**Stated exercise:** How many lines of the records contain the string "dorsal", with case counting? Reply with the number alone.

Stored items from a collection:

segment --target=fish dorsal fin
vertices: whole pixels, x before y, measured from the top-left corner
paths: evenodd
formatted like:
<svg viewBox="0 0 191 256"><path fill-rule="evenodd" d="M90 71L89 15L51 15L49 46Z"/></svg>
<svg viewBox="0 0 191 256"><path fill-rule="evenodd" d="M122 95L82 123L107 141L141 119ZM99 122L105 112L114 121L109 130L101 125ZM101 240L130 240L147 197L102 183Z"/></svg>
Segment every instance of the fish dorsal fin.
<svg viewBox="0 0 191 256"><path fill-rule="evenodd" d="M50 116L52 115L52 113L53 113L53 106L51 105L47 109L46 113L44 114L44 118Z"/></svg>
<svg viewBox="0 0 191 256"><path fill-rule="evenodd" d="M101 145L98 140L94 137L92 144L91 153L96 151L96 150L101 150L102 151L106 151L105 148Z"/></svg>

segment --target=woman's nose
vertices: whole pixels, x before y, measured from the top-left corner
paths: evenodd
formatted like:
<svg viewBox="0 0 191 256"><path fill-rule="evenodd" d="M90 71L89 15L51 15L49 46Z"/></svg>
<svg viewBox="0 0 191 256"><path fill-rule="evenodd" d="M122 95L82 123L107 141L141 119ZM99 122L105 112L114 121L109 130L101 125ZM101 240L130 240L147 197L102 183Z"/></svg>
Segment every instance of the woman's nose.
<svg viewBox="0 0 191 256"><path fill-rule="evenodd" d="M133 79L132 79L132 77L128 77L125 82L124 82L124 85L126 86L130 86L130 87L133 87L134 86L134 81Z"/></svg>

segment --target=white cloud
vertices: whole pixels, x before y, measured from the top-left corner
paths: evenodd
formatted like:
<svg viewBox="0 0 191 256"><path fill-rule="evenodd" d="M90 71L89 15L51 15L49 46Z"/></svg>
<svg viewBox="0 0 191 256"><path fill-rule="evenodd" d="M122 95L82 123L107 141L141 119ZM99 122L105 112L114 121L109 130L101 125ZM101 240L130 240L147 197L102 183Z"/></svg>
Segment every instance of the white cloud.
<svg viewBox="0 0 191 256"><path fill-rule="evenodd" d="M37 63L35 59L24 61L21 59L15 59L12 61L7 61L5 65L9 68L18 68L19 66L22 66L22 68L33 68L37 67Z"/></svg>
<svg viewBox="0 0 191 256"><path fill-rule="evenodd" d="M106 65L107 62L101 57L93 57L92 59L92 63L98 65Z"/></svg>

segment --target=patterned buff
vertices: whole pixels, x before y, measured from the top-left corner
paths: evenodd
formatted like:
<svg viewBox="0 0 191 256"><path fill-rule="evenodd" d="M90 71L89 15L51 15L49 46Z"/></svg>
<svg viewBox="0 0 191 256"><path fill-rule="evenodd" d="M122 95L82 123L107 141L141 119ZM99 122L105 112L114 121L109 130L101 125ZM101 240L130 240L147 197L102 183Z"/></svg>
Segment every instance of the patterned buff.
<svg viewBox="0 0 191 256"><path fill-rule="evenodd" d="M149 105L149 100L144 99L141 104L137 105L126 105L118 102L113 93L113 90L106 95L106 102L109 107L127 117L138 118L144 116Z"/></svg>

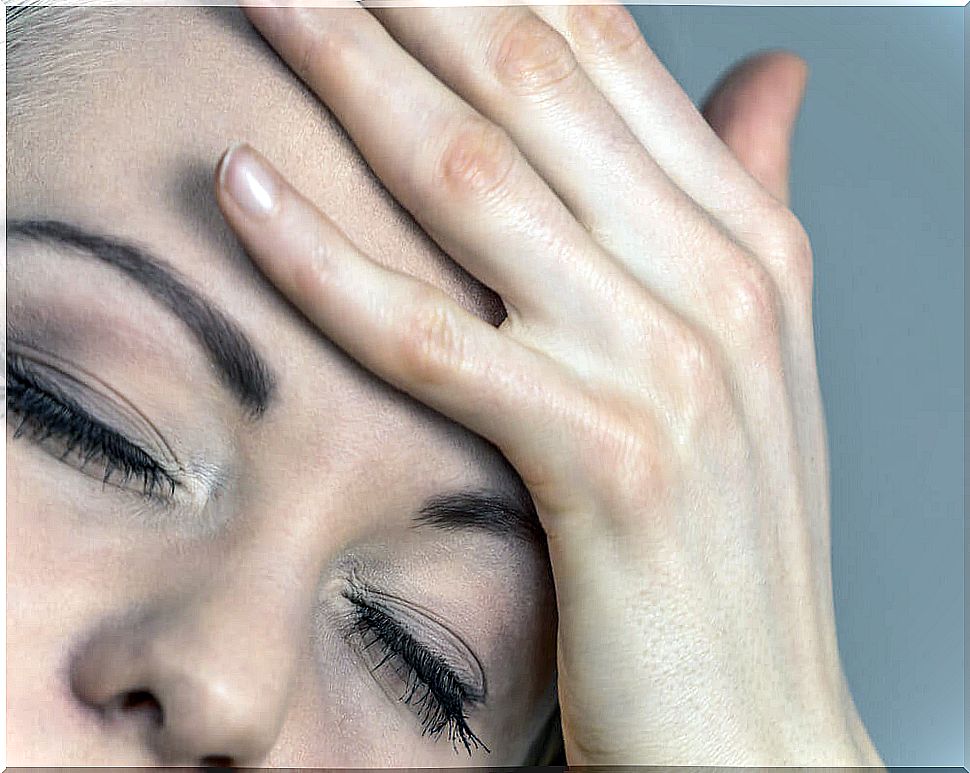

**Solution:** 2